* Stored data entries *
--------

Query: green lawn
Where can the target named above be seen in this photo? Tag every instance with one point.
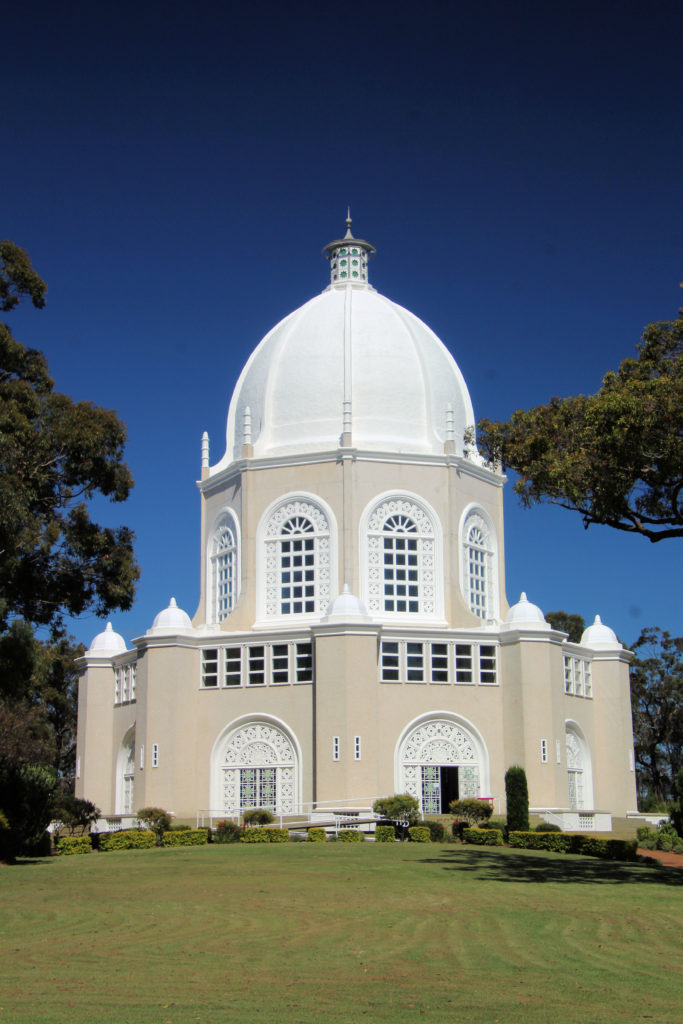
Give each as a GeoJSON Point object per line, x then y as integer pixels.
{"type": "Point", "coordinates": [339, 933]}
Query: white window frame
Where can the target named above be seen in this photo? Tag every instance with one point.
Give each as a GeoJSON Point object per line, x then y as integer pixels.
{"type": "Point", "coordinates": [271, 572]}
{"type": "Point", "coordinates": [480, 590]}
{"type": "Point", "coordinates": [222, 560]}
{"type": "Point", "coordinates": [243, 664]}
{"type": "Point", "coordinates": [399, 664]}
{"type": "Point", "coordinates": [381, 554]}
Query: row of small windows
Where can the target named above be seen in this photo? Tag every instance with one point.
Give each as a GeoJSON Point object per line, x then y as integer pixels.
{"type": "Point", "coordinates": [578, 677]}
{"type": "Point", "coordinates": [415, 662]}
{"type": "Point", "coordinates": [401, 562]}
{"type": "Point", "coordinates": [257, 665]}
{"type": "Point", "coordinates": [124, 683]}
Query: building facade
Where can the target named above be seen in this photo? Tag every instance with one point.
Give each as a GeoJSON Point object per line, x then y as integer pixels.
{"type": "Point", "coordinates": [352, 638]}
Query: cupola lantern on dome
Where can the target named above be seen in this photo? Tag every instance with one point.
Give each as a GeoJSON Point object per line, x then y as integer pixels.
{"type": "Point", "coordinates": [348, 258]}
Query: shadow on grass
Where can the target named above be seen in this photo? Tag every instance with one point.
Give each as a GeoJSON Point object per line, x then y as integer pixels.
{"type": "Point", "coordinates": [529, 865]}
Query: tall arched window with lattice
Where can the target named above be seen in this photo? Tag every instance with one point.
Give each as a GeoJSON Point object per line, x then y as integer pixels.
{"type": "Point", "coordinates": [478, 546]}
{"type": "Point", "coordinates": [223, 569]}
{"type": "Point", "coordinates": [297, 549]}
{"type": "Point", "coordinates": [400, 558]}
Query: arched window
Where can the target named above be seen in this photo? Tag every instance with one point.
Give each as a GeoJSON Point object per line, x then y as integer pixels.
{"type": "Point", "coordinates": [125, 802]}
{"type": "Point", "coordinates": [297, 555]}
{"type": "Point", "coordinates": [400, 558]}
{"type": "Point", "coordinates": [223, 569]}
{"type": "Point", "coordinates": [580, 775]}
{"type": "Point", "coordinates": [478, 565]}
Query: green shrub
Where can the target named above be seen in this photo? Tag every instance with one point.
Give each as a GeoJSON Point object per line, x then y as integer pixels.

--------

Across the records above, return every line that contains the word "Query".

* Exercise answer *
Query: green lawn
Query: white window frame
Query: row of small windows
Query: building facade
Query: cupola lantern on dome
Query: shadow on grass
Query: tall arched window with lattice
Query: arched window
Query: green shrub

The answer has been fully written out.